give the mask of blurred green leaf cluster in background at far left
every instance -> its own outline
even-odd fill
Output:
* * *
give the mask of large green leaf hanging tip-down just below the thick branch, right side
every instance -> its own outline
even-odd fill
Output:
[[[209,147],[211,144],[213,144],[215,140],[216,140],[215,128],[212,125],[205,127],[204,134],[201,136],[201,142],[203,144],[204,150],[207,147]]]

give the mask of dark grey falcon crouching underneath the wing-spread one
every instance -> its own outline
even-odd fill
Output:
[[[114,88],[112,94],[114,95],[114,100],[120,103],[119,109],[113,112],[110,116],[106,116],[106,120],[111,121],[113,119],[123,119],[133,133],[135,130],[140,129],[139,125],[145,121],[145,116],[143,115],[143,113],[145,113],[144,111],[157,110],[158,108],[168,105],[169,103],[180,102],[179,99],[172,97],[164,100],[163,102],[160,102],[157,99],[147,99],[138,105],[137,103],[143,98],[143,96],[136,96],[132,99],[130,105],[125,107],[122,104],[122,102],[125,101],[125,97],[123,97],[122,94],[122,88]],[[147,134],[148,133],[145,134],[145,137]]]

Exercise ▸
How many of the lines above include "green"? Only the number should be given.

Exercise answer ▸
2